__Task objective__.
Print out the data precisely as it appears here, with no pictures.

__Entries supplied__.
━━━━━━━━

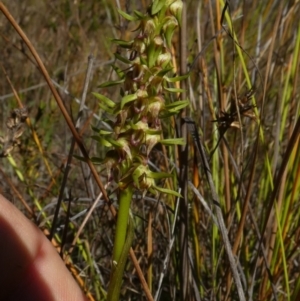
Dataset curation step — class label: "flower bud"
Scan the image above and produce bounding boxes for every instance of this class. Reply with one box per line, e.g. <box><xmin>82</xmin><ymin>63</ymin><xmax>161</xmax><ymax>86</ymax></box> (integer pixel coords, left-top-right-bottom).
<box><xmin>142</xmin><ymin>18</ymin><xmax>156</xmax><ymax>37</ymax></box>
<box><xmin>145</xmin><ymin>133</ymin><xmax>160</xmax><ymax>154</ymax></box>
<box><xmin>140</xmin><ymin>176</ymin><xmax>155</xmax><ymax>191</ymax></box>
<box><xmin>117</xmin><ymin>137</ymin><xmax>132</xmax><ymax>160</ymax></box>
<box><xmin>133</xmin><ymin>36</ymin><xmax>146</xmax><ymax>54</ymax></box>
<box><xmin>153</xmin><ymin>35</ymin><xmax>164</xmax><ymax>47</ymax></box>
<box><xmin>156</xmin><ymin>52</ymin><xmax>171</xmax><ymax>68</ymax></box>
<box><xmin>136</xmin><ymin>89</ymin><xmax>148</xmax><ymax>100</ymax></box>
<box><xmin>147</xmin><ymin>96</ymin><xmax>164</xmax><ymax>118</ymax></box>
<box><xmin>162</xmin><ymin>16</ymin><xmax>178</xmax><ymax>48</ymax></box>
<box><xmin>169</xmin><ymin>0</ymin><xmax>183</xmax><ymax>24</ymax></box>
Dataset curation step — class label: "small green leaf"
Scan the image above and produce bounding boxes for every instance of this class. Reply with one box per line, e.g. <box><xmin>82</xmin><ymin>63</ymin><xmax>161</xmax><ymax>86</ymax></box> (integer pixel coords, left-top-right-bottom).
<box><xmin>105</xmin><ymin>137</ymin><xmax>123</xmax><ymax>147</ymax></box>
<box><xmin>147</xmin><ymin>47</ymin><xmax>161</xmax><ymax>69</ymax></box>
<box><xmin>134</xmin><ymin>10</ymin><xmax>145</xmax><ymax>18</ymax></box>
<box><xmin>93</xmin><ymin>93</ymin><xmax>116</xmax><ymax>108</ymax></box>
<box><xmin>165</xmin><ymin>100</ymin><xmax>189</xmax><ymax>112</ymax></box>
<box><xmin>151</xmin><ymin>0</ymin><xmax>165</xmax><ymax>15</ymax></box>
<box><xmin>98</xmin><ymin>79</ymin><xmax>124</xmax><ymax>88</ymax></box>
<box><xmin>168</xmin><ymin>105</ymin><xmax>189</xmax><ymax>112</ymax></box>
<box><xmin>156</xmin><ymin>67</ymin><xmax>173</xmax><ymax>77</ymax></box>
<box><xmin>165</xmin><ymin>100</ymin><xmax>189</xmax><ymax>109</ymax></box>
<box><xmin>121</xmin><ymin>93</ymin><xmax>137</xmax><ymax>109</ymax></box>
<box><xmin>159</xmin><ymin>111</ymin><xmax>178</xmax><ymax>118</ymax></box>
<box><xmin>163</xmin><ymin>86</ymin><xmax>185</xmax><ymax>93</ymax></box>
<box><xmin>111</xmin><ymin>64</ymin><xmax>125</xmax><ymax>79</ymax></box>
<box><xmin>99</xmin><ymin>129</ymin><xmax>113</xmax><ymax>135</ymax></box>
<box><xmin>91</xmin><ymin>135</ymin><xmax>112</xmax><ymax>147</ymax></box>
<box><xmin>114</xmin><ymin>52</ymin><xmax>132</xmax><ymax>64</ymax></box>
<box><xmin>144</xmin><ymin>128</ymin><xmax>161</xmax><ymax>135</ymax></box>
<box><xmin>111</xmin><ymin>39</ymin><xmax>133</xmax><ymax>48</ymax></box>
<box><xmin>91</xmin><ymin>125</ymin><xmax>113</xmax><ymax>134</ymax></box>
<box><xmin>117</xmin><ymin>9</ymin><xmax>138</xmax><ymax>21</ymax></box>
<box><xmin>164</xmin><ymin>73</ymin><xmax>189</xmax><ymax>82</ymax></box>
<box><xmin>98</xmin><ymin>103</ymin><xmax>114</xmax><ymax>114</ymax></box>
<box><xmin>160</xmin><ymin>138</ymin><xmax>185</xmax><ymax>145</ymax></box>
<box><xmin>154</xmin><ymin>185</ymin><xmax>182</xmax><ymax>197</ymax></box>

━━━━━━━━

__Written solution__.
Dataset curation step — class label: "flower bud"
Scan the image above and produce bounding boxes for every instance of this class. Reply with one box per line, e.g. <box><xmin>82</xmin><ymin>63</ymin><xmax>161</xmax><ymax>86</ymax></box> (integer pixel coords, left-top-right-bottom).
<box><xmin>142</xmin><ymin>18</ymin><xmax>156</xmax><ymax>37</ymax></box>
<box><xmin>145</xmin><ymin>133</ymin><xmax>160</xmax><ymax>154</ymax></box>
<box><xmin>140</xmin><ymin>176</ymin><xmax>155</xmax><ymax>191</ymax></box>
<box><xmin>117</xmin><ymin>137</ymin><xmax>132</xmax><ymax>160</ymax></box>
<box><xmin>133</xmin><ymin>36</ymin><xmax>146</xmax><ymax>54</ymax></box>
<box><xmin>153</xmin><ymin>35</ymin><xmax>164</xmax><ymax>47</ymax></box>
<box><xmin>156</xmin><ymin>52</ymin><xmax>171</xmax><ymax>68</ymax></box>
<box><xmin>136</xmin><ymin>89</ymin><xmax>148</xmax><ymax>100</ymax></box>
<box><xmin>147</xmin><ymin>96</ymin><xmax>164</xmax><ymax>118</ymax></box>
<box><xmin>162</xmin><ymin>16</ymin><xmax>178</xmax><ymax>48</ymax></box>
<box><xmin>169</xmin><ymin>0</ymin><xmax>183</xmax><ymax>24</ymax></box>
Dataset curation step — class label: "small green leaf"
Scan the image above and produce bounding boxes for every instance of this class. Reply with one box per line, e.g. <box><xmin>82</xmin><ymin>63</ymin><xmax>161</xmax><ymax>86</ymax></box> (integer pixel coords, left-top-right-bottom).
<box><xmin>105</xmin><ymin>137</ymin><xmax>123</xmax><ymax>147</ymax></box>
<box><xmin>147</xmin><ymin>47</ymin><xmax>161</xmax><ymax>69</ymax></box>
<box><xmin>134</xmin><ymin>10</ymin><xmax>145</xmax><ymax>18</ymax></box>
<box><xmin>93</xmin><ymin>93</ymin><xmax>116</xmax><ymax>108</ymax></box>
<box><xmin>165</xmin><ymin>100</ymin><xmax>189</xmax><ymax>112</ymax></box>
<box><xmin>151</xmin><ymin>0</ymin><xmax>165</xmax><ymax>15</ymax></box>
<box><xmin>98</xmin><ymin>79</ymin><xmax>124</xmax><ymax>88</ymax></box>
<box><xmin>168</xmin><ymin>105</ymin><xmax>189</xmax><ymax>112</ymax></box>
<box><xmin>156</xmin><ymin>67</ymin><xmax>173</xmax><ymax>77</ymax></box>
<box><xmin>165</xmin><ymin>100</ymin><xmax>189</xmax><ymax>109</ymax></box>
<box><xmin>121</xmin><ymin>93</ymin><xmax>137</xmax><ymax>109</ymax></box>
<box><xmin>159</xmin><ymin>111</ymin><xmax>178</xmax><ymax>118</ymax></box>
<box><xmin>163</xmin><ymin>86</ymin><xmax>185</xmax><ymax>93</ymax></box>
<box><xmin>111</xmin><ymin>64</ymin><xmax>125</xmax><ymax>79</ymax></box>
<box><xmin>99</xmin><ymin>129</ymin><xmax>113</xmax><ymax>135</ymax></box>
<box><xmin>91</xmin><ymin>135</ymin><xmax>112</xmax><ymax>147</ymax></box>
<box><xmin>114</xmin><ymin>52</ymin><xmax>132</xmax><ymax>64</ymax></box>
<box><xmin>144</xmin><ymin>128</ymin><xmax>161</xmax><ymax>135</ymax></box>
<box><xmin>111</xmin><ymin>39</ymin><xmax>133</xmax><ymax>48</ymax></box>
<box><xmin>91</xmin><ymin>125</ymin><xmax>113</xmax><ymax>134</ymax></box>
<box><xmin>117</xmin><ymin>9</ymin><xmax>138</xmax><ymax>21</ymax></box>
<box><xmin>164</xmin><ymin>73</ymin><xmax>189</xmax><ymax>82</ymax></box>
<box><xmin>98</xmin><ymin>103</ymin><xmax>114</xmax><ymax>114</ymax></box>
<box><xmin>160</xmin><ymin>138</ymin><xmax>185</xmax><ymax>145</ymax></box>
<box><xmin>154</xmin><ymin>185</ymin><xmax>182</xmax><ymax>197</ymax></box>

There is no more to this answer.